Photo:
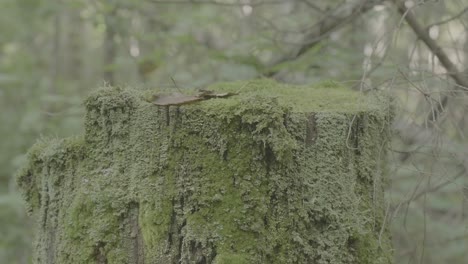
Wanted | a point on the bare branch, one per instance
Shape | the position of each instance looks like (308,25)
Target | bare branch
(325,27)
(464,11)
(220,3)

================

• OBJECTIVE: Reproduce every line of the records above verbatim, leaving out the pictures.

• PROBLEM SOLUTION:
Photo:
Wanted | a point on the bare branch, one per instance
Shape | the position of each instance looks like (308,25)
Target | bare branch
(325,27)
(464,11)
(220,3)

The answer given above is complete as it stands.